━━━━━ Excerpt provided ━━━━━
Tim Squyres Edits Life of Pi
Tim Squyres, American Cinema Editor (ACE)
Life of Pi was a complicated film to make, and not just for the obvious reason that it’s about a tiger in a lifeboat in the ocean. It was a complicated story to adapt to a script. If you read the book, there’s the adventure story about the boy, the tiger and the boat. But it’s not really what the book is about. It ends on something that’s intellectual and philosophical, which is not usually what you do in movies. You usually want to end a movie on an emotional note, but this book ends on a big idea, and that’s why people like the book. We wanted to be true to the theological argument that Yann Martell was trying to make in the book. How to do that in a way that was cinematic was a big challenge.
The great thing about working with Ang is that he doesn’t make the same movie over and over again. It’s constant development. When he decides to do a martial arts film, he doesn’t look for a martial arts editor; he says, “Tim, you’re going to learn to cut martial arts.” In working with him, whatever new thing he’s attracted to, I need to wrap my thinking about this.
Life of Pi was something new, with themes and visuals unlike anything we’ve done before. We’re always pushing each other. We agree 95 percent of the time, but the other 5 percent is what we talk about. If you disagree too much, you can’t work together and if you agree all the time, you’re wasting your time. We push each other a little bit and wind up hopefully with something better than either of us would do on our own.
━━━━━ Extracted entries ━━━━━
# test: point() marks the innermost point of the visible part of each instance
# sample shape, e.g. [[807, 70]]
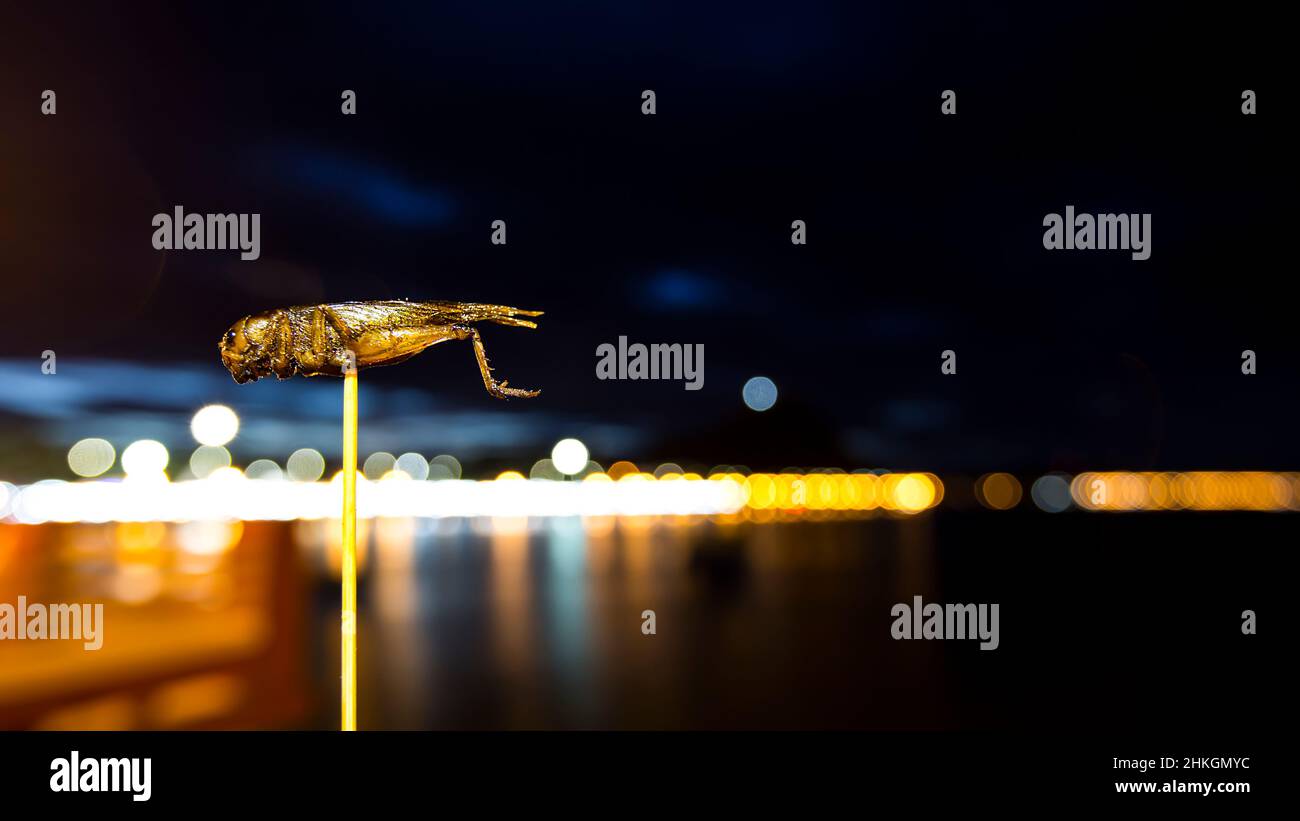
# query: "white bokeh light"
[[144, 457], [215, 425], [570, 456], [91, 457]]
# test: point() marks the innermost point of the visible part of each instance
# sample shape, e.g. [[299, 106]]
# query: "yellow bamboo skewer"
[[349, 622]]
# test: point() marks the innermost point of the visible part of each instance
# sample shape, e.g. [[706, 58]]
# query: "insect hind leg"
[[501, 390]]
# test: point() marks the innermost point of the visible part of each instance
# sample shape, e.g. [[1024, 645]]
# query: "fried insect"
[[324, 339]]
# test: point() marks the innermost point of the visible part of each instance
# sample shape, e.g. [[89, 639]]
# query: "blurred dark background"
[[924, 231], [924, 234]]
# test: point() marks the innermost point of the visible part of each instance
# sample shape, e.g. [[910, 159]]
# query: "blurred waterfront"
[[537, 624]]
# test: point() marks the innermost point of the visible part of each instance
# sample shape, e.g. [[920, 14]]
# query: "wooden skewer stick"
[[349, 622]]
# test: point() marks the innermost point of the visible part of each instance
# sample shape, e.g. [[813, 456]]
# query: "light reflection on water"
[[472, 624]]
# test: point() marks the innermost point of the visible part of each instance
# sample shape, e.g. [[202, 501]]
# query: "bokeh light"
━━━━━
* [Short task 1]
Decide whether each statement agrees with the text about editing Life of Pi. Answer yes or no and quote the words that settle it: (a) The book ends on an emotional note. (b) Squyres and Ang agree 95 percent of the time. (c) For a martial arts film, Ang looks for a martial arts editor.
* [Short task 2]
Transcribe the passage of the text about editing Life of Pi that opens with the words containing "The great thing" and closes with "thinking about this.".
The items have no connection to the text about editing Life of Pi.

* [Task solution 1]
(a) No: "this book ends on a big idea"
(b) Yes: "We agree 95 percent of the time"
(c) No: "he doesn’t look for a martial arts editor"

* [Task solution 2]
The great thing about working with Ang is that he doesn’t make the same movie over and over again. It’s constant development. When he decides to do a martial arts film, he doesn’t look for a martial arts editor; he says, “Tim, you’re going to learn to cut martial arts.” In working with him, whatever new thing he’s attracted to, I need to wrap my thinking about this.